■ Aufgabenstellung 1
Geben Sie die Einträge von der Zeile mit „tattoo as a single dot per instance.“ bis zum Ende der Einträge erneut wieder und ersetzen Sie darin „wildlife tally“ durch „field survey“, ohne sonst etwas zu ändern.

■ Ausgewählter Textauszug
********************

Tenor
Der Bescheid der Wehrbereichsverwaltung … – …– vom 22. Februar 2002 und deren Beschwerdebescheid vom 4. Juli 2002 werden insoweit aufgehoben, als vom Kläger noch Dienstbezüge in Höhe von 811,97 € zurückgefordert werden
Die Beklagte trägt die Kosten des Verfahrens.
Tatbestand
I.
Der Kläger wendet sich gegen die Rückforderung überzahlter Dienstbezüge.

********************

■ Aufgabenstellung 2
Nennen Sie sämtliche Überschriften, die im Textauszug zur Rückforderung von Dienstbezügen vorkommen.

********************

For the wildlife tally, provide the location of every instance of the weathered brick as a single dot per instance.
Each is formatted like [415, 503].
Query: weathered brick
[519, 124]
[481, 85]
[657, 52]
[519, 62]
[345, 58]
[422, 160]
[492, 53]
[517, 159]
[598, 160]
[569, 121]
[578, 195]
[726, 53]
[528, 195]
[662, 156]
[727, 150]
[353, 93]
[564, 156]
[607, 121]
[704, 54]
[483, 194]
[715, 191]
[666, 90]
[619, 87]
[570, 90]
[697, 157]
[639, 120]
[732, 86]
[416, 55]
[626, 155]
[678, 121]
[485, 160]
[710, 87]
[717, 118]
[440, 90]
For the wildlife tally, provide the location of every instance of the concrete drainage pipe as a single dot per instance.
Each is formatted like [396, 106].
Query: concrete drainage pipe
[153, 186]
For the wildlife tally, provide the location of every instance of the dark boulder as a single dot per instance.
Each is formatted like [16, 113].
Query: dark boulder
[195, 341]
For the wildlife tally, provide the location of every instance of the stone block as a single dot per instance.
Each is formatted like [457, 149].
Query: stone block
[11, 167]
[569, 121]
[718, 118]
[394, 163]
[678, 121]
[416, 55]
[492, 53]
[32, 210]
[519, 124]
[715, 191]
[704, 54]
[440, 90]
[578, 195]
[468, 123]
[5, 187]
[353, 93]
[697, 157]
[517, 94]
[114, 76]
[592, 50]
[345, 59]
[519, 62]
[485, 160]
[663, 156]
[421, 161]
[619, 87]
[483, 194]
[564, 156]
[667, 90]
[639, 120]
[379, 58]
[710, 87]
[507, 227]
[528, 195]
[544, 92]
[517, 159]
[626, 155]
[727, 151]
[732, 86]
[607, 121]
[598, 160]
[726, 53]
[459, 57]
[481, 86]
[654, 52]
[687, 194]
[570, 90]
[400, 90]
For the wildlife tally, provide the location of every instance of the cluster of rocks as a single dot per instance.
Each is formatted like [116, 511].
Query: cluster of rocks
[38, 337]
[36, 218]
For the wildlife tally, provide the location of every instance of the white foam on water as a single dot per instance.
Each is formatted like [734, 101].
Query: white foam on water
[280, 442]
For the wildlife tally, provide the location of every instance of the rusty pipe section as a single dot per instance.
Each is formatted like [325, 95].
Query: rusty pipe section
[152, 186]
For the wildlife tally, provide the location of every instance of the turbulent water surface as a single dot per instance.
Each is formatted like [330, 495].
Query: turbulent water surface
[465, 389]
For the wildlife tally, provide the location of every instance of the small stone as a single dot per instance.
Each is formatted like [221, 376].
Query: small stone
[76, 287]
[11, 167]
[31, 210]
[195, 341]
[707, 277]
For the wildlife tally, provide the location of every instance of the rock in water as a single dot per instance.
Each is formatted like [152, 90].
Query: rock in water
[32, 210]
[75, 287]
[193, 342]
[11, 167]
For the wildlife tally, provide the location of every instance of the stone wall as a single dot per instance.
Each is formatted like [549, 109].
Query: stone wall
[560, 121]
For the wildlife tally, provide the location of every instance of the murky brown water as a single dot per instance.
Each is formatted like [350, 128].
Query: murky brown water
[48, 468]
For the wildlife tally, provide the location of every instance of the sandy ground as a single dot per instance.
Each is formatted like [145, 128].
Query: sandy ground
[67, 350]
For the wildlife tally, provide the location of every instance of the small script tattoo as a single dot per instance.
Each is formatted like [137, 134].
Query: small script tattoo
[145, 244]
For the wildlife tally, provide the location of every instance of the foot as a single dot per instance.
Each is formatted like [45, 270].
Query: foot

********************

■ Antwort 1
For the field survey, provide the location of every instance of the small script tattoo as a single dot per instance.
Each is formatted like [137, 134].
Query: small script tattoo
[145, 244]
For the field survey, provide the location of every instance of the foot as a single dot per instance.
Each is formatted like [45, 270].
Query: foot

■ Antwort 2
Tenor
Tatbestand
I.